Source records:
+-------+

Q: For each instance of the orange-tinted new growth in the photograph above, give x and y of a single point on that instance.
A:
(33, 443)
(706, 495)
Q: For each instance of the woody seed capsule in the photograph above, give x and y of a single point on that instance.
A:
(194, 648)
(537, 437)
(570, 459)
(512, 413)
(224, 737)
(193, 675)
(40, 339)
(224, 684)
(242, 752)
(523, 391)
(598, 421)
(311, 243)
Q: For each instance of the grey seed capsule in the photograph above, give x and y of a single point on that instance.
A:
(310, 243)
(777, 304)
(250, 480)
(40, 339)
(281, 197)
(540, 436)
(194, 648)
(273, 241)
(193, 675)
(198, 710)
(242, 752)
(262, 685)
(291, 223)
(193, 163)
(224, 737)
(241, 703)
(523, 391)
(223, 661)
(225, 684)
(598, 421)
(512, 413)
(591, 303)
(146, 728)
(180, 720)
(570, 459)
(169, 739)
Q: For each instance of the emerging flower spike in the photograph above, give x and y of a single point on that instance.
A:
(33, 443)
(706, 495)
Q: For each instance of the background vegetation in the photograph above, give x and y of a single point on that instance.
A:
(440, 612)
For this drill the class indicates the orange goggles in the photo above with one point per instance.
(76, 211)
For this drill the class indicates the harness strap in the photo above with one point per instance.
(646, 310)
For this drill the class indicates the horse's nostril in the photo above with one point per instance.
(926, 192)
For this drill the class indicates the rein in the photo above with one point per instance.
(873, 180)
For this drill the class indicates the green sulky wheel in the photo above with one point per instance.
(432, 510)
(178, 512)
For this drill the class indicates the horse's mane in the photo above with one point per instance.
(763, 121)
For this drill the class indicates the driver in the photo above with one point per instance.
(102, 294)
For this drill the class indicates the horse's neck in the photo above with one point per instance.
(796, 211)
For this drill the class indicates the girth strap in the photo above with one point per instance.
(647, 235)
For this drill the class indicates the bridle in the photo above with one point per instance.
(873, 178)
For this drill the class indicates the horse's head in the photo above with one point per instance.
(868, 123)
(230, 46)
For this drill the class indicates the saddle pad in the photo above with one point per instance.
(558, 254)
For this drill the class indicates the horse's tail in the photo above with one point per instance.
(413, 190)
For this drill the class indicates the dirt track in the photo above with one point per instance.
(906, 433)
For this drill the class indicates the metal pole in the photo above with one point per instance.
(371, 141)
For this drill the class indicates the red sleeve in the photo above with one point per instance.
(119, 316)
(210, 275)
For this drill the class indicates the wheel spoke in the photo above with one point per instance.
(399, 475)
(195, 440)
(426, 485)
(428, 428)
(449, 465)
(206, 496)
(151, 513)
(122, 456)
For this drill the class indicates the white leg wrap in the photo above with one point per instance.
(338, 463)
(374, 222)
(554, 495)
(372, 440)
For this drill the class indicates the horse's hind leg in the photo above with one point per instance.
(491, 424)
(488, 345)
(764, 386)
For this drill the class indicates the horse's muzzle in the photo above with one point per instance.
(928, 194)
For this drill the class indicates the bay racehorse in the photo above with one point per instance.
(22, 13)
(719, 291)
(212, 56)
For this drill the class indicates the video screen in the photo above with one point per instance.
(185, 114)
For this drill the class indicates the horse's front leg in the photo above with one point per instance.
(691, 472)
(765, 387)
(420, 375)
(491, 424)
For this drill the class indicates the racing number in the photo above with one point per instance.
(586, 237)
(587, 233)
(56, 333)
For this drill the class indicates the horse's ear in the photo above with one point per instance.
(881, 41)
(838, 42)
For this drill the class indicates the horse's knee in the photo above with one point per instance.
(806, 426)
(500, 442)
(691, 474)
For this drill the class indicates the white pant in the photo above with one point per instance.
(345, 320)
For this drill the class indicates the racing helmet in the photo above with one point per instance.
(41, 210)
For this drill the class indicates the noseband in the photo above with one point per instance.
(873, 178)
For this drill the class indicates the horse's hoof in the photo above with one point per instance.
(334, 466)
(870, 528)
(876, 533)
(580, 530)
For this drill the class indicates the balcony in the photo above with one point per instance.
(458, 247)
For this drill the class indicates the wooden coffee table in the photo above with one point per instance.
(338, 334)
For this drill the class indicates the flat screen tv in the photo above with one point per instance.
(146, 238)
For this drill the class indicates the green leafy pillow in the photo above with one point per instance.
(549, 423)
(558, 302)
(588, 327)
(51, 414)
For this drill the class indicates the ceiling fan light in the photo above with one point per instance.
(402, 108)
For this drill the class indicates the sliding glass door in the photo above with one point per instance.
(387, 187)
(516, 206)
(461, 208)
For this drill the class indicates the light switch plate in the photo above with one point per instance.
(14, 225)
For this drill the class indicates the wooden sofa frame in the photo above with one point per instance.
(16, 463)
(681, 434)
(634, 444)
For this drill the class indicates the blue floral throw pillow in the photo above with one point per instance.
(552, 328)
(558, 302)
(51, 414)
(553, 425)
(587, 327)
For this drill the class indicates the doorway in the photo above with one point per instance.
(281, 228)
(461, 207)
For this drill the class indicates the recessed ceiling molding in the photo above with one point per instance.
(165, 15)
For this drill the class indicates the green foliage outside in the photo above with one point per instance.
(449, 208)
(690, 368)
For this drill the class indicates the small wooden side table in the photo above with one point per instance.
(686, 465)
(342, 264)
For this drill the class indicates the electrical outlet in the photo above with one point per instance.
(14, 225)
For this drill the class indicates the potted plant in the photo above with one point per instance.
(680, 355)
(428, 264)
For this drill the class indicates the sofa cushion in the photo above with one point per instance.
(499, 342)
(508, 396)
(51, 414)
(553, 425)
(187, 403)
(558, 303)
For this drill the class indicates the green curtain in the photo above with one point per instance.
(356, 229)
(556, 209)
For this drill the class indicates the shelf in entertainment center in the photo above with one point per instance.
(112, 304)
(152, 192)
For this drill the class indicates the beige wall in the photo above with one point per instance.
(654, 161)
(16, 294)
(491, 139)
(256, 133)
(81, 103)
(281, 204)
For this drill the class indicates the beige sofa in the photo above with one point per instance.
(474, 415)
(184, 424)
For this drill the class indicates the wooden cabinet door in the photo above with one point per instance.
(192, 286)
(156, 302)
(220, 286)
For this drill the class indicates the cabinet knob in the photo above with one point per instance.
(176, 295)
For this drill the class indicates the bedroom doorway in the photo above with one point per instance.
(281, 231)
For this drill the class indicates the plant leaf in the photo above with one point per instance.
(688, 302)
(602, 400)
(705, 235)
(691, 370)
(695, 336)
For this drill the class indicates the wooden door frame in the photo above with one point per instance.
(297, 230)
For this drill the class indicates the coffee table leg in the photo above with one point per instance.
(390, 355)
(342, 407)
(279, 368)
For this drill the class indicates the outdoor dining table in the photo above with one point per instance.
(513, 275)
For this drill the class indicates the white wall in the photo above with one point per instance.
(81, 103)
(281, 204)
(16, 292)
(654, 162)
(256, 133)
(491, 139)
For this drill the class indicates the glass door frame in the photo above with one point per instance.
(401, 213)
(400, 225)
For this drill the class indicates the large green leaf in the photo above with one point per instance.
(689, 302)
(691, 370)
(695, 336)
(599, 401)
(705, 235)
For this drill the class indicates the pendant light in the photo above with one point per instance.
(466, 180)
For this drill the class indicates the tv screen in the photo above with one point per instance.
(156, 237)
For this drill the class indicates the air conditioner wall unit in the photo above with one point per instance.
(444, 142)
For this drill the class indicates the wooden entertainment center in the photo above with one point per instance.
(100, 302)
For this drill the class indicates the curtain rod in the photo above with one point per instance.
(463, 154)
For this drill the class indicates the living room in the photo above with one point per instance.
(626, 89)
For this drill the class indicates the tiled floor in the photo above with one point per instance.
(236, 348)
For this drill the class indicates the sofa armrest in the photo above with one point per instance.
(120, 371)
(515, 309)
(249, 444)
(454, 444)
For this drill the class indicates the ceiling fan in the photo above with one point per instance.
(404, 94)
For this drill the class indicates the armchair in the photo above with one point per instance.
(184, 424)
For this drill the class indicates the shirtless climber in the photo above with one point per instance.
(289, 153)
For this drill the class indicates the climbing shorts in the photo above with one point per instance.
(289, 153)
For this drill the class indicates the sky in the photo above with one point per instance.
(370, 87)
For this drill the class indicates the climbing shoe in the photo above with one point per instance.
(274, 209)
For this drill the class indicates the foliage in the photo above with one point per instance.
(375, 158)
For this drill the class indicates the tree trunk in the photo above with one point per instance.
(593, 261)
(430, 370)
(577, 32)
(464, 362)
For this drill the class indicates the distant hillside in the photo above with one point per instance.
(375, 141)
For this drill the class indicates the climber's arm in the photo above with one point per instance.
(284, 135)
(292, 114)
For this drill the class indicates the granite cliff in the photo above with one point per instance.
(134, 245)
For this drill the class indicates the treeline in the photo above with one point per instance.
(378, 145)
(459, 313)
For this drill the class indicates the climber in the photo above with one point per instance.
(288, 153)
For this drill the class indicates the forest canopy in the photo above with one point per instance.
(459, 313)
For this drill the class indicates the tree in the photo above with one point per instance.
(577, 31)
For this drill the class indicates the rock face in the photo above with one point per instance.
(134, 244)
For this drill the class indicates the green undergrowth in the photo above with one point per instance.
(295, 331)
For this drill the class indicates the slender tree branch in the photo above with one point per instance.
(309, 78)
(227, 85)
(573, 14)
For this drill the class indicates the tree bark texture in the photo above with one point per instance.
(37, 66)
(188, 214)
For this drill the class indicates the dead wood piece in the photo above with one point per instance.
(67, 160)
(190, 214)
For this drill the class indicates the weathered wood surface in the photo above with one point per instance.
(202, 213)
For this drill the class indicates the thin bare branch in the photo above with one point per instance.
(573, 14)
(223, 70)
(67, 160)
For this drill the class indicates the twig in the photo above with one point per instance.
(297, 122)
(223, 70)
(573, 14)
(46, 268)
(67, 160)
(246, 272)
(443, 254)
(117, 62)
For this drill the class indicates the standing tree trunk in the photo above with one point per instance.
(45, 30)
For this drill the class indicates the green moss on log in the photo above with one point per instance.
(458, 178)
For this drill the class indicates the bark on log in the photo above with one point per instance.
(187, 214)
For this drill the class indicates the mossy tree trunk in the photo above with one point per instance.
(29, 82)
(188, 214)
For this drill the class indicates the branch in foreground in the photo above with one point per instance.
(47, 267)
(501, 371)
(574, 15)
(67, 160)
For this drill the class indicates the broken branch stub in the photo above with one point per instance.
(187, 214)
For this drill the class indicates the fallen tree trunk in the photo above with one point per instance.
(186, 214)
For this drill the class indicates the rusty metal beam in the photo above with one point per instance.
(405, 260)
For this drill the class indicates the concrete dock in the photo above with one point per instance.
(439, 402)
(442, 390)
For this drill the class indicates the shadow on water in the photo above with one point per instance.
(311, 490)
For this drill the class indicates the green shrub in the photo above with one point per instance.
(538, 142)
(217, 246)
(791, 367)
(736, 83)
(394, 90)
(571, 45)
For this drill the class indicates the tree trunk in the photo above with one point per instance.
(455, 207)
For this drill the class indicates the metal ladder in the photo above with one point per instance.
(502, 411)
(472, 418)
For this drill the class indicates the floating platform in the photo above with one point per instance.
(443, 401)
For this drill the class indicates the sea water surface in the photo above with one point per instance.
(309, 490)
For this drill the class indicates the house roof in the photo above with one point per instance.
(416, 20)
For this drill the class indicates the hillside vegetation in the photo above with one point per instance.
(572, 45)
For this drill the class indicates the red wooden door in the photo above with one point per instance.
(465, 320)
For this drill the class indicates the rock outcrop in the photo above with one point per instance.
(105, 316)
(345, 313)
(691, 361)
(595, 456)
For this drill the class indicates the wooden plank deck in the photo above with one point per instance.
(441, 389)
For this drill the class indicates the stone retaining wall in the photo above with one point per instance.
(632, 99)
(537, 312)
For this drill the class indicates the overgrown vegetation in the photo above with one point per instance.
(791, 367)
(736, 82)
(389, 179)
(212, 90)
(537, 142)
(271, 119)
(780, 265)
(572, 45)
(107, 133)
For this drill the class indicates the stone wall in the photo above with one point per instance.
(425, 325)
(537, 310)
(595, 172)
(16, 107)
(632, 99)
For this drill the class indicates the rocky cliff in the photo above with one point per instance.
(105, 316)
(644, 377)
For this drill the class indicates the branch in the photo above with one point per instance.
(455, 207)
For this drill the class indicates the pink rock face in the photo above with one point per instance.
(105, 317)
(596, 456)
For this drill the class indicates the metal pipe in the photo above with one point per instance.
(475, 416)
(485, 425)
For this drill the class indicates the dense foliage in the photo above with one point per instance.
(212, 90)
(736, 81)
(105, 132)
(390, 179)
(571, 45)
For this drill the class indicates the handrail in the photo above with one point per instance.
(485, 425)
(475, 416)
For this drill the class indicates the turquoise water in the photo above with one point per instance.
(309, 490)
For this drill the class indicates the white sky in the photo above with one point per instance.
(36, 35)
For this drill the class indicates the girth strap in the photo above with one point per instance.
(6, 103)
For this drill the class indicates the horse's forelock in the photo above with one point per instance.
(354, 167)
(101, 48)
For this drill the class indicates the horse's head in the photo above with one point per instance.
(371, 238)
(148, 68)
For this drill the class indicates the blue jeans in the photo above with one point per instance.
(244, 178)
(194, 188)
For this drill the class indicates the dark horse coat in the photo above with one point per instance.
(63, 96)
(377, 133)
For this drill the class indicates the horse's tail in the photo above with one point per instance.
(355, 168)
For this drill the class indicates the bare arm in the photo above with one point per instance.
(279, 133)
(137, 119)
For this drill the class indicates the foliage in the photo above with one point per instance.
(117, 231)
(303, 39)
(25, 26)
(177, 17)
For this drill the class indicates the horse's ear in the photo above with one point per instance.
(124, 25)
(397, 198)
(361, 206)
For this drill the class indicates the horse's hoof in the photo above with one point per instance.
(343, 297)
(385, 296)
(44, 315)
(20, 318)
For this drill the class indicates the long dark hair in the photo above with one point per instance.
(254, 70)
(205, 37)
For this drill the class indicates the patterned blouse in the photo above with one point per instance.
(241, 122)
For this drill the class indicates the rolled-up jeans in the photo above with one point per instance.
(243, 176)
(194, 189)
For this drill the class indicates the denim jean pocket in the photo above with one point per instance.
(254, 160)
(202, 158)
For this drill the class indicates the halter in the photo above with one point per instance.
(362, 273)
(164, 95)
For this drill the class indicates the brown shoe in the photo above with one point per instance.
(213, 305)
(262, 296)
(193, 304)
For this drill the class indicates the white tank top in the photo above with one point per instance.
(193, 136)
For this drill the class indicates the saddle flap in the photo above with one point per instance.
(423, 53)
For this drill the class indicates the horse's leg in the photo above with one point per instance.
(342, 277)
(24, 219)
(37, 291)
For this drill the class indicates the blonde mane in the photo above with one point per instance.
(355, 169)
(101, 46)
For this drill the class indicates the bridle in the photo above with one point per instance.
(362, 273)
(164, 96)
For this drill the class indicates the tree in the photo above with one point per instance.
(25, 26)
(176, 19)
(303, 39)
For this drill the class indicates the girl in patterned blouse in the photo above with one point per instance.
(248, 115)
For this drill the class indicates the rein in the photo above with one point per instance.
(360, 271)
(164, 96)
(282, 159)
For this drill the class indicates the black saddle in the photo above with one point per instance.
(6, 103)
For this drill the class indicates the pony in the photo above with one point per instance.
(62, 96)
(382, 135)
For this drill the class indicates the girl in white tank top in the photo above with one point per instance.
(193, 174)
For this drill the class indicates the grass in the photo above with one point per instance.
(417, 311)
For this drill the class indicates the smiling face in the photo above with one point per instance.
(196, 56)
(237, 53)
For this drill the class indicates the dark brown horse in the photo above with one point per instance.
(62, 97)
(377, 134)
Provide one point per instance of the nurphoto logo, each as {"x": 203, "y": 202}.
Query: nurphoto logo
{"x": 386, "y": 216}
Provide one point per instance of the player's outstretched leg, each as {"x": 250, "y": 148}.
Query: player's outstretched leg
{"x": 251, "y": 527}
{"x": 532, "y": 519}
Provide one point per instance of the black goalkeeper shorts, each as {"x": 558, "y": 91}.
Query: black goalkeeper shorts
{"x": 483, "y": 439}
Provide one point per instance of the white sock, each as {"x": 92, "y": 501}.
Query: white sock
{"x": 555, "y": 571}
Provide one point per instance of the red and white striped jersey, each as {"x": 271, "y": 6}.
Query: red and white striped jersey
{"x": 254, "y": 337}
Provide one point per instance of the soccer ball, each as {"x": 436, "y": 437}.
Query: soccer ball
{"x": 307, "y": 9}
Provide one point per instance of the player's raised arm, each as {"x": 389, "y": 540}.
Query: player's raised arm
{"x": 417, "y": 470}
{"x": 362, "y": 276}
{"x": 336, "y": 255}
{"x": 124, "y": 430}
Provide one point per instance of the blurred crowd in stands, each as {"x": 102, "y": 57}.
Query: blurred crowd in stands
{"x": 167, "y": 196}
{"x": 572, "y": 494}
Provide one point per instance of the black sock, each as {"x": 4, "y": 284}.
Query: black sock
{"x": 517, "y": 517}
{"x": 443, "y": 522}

+-------+

## ACTION ITEM
Which lines in the data above hold the string "Provide"? Return each of them.

## SOLUTION BELOW
Provide one point per instance of the nurphoto logo, each as {"x": 203, "y": 202}.
Provide one point per instance of the player's outstretched leg, each as {"x": 250, "y": 148}.
Provide one point per instance of the black goalkeeper shorts, each as {"x": 558, "y": 91}.
Provide one point per instance of the white sock, each as {"x": 92, "y": 501}.
Provide one point per instance of the red and white striped jersey, each as {"x": 271, "y": 6}.
Provide one point per instance of the soccer ball, each as {"x": 436, "y": 437}.
Provide one point per instance of the player's raised arm, each as {"x": 389, "y": 540}.
Provide one point per instance of the blurred crowd in stands, each as {"x": 102, "y": 57}.
Provide one point per instance of the black sock, each as {"x": 4, "y": 284}.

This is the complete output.